▶ [ENUNCIADO DE TAREA]:
Determina cuántas líneas de los registros siguientes contienen la cadena "overcast". Responde únicamente con el número.

----- REGISTROS MOSTRADOS -----

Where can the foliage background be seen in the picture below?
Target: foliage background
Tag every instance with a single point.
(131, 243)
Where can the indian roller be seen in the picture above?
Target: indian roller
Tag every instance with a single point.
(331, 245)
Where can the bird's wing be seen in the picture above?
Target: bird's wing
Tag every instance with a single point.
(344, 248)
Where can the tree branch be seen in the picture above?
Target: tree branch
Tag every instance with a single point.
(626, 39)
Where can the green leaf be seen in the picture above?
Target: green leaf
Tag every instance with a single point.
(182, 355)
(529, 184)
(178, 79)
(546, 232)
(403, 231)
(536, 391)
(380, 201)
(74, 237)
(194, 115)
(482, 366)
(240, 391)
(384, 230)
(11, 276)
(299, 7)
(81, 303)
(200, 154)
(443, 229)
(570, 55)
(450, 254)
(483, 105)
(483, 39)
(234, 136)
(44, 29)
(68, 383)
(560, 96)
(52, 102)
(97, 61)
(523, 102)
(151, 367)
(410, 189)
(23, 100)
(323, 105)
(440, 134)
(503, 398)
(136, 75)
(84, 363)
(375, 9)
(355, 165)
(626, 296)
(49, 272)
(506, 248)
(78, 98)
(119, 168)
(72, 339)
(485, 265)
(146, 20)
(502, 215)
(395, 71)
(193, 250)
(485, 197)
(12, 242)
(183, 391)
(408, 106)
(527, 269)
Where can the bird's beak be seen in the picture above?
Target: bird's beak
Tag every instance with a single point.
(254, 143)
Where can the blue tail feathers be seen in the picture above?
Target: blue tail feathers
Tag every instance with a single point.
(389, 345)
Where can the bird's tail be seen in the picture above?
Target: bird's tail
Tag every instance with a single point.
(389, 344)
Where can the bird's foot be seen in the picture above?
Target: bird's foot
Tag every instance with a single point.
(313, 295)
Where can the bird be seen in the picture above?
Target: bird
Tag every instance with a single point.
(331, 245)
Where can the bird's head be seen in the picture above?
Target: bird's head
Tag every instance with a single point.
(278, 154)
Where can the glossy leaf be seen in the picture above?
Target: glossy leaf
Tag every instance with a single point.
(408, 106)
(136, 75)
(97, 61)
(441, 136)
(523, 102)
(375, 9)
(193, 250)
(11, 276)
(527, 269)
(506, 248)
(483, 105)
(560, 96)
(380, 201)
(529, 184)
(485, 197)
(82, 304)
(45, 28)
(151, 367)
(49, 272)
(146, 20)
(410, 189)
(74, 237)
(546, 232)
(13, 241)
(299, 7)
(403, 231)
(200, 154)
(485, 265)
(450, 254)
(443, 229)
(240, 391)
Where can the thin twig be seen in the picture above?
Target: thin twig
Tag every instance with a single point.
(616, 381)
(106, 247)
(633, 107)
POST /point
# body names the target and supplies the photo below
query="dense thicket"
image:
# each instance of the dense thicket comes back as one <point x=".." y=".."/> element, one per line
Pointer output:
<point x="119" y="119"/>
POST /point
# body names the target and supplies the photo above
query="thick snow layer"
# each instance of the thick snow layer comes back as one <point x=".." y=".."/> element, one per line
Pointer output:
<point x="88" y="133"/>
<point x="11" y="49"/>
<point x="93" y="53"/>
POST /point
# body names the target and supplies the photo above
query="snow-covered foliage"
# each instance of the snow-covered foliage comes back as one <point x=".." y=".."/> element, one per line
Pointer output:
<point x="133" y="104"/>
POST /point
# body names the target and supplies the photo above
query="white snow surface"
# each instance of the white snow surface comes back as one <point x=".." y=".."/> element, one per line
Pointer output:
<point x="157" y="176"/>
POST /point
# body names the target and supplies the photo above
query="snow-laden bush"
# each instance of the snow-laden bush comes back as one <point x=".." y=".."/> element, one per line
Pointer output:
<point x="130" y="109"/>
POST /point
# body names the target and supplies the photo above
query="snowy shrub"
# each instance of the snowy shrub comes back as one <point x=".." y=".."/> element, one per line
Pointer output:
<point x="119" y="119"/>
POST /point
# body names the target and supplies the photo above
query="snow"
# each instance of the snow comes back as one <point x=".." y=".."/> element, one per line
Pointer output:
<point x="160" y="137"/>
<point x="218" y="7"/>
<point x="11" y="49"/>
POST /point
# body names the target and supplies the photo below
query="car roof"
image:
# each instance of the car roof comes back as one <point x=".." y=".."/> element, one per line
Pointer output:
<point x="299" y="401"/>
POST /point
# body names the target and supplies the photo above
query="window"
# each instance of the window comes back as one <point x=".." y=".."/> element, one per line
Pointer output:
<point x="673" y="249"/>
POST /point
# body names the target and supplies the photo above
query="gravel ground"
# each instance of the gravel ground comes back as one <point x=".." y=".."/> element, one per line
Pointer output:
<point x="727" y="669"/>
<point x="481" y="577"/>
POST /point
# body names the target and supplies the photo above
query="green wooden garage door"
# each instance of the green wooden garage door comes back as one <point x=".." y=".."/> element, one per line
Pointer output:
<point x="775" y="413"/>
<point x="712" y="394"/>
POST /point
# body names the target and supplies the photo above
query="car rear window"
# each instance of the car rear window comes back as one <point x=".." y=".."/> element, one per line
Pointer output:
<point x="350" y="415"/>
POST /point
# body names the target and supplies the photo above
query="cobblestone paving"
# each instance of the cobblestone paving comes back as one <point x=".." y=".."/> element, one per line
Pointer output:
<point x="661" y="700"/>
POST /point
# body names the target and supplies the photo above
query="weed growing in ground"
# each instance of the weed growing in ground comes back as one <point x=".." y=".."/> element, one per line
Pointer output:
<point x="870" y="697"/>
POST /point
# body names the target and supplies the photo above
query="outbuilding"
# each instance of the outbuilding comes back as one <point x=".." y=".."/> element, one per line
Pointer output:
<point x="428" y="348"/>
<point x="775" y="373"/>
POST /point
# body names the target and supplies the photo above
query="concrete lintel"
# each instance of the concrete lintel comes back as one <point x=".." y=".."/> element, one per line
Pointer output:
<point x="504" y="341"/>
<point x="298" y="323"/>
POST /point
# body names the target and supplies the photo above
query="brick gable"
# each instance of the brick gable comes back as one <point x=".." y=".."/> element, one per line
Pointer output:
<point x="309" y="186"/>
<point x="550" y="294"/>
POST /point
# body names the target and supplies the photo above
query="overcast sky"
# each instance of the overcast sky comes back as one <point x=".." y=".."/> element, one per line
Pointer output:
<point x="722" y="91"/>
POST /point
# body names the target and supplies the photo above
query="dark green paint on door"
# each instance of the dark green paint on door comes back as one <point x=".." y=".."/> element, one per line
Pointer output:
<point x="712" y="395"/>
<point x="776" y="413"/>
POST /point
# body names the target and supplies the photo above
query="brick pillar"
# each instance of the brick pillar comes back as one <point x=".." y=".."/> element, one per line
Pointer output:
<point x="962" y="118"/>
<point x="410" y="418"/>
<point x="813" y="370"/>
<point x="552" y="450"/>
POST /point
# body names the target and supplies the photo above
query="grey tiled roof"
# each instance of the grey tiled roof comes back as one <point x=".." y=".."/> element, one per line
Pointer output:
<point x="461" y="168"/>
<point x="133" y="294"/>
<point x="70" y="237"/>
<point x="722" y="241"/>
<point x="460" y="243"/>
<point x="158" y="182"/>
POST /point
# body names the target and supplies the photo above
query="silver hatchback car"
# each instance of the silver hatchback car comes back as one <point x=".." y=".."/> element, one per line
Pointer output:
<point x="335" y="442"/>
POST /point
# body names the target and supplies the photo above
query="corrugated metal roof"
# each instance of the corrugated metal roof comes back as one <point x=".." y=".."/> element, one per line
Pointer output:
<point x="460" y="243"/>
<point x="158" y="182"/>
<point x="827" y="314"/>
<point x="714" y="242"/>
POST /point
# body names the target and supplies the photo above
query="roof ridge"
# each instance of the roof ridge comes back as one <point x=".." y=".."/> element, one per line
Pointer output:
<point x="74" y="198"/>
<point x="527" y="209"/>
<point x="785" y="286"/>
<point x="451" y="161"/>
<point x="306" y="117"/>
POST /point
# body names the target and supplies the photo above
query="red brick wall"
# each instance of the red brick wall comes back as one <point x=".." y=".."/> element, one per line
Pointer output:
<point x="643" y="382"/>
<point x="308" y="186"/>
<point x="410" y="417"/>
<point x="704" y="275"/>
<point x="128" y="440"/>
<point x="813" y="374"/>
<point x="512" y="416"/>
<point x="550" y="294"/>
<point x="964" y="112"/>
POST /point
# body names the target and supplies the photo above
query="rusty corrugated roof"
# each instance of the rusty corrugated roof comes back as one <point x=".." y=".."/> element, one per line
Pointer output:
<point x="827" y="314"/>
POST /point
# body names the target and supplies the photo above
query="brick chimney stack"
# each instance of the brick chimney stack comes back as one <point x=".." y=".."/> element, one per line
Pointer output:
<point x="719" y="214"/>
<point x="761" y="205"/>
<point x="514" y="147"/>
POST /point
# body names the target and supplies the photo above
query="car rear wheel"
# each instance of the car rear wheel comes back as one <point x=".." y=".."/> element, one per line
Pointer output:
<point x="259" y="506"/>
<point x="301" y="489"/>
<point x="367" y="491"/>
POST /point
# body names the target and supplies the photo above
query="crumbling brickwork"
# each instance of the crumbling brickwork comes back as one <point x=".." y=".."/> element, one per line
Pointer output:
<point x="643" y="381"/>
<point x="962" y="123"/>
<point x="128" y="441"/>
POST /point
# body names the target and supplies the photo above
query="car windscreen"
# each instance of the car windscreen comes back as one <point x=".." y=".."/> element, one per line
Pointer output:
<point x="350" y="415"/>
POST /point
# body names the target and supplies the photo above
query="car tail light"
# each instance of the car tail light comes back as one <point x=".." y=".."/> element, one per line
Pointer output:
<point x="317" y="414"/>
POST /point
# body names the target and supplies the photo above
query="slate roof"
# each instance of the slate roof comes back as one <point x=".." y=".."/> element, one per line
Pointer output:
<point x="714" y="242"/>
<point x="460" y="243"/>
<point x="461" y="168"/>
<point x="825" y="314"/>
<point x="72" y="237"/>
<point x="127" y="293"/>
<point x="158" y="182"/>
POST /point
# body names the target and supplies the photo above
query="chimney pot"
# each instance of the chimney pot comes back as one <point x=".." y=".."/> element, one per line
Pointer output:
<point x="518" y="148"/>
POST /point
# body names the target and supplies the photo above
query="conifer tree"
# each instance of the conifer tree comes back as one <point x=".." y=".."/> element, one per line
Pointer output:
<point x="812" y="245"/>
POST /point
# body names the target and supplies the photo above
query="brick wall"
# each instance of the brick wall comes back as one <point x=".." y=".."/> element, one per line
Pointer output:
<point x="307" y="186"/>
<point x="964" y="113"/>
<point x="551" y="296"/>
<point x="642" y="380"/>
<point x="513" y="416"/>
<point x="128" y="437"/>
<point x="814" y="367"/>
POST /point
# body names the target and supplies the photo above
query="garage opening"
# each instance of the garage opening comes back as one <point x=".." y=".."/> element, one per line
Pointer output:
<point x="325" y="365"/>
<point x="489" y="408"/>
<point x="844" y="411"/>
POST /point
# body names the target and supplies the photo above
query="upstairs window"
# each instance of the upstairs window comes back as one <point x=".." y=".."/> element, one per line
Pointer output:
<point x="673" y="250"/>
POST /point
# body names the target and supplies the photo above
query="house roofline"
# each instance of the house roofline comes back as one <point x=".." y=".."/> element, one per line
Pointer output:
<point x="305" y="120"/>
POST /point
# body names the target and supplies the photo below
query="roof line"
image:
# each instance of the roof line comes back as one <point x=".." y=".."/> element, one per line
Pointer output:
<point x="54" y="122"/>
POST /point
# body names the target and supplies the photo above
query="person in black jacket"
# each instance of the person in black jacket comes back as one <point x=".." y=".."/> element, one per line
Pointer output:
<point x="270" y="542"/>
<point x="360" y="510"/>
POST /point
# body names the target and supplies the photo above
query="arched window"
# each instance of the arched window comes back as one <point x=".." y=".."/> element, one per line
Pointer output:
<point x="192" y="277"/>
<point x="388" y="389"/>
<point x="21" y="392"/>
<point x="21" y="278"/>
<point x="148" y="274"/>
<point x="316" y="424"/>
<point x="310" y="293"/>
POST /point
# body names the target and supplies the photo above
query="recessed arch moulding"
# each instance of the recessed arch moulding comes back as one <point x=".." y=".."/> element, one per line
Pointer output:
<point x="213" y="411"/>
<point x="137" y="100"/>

-----

▶ [RESULTADO DEL EJERCICIO]:
2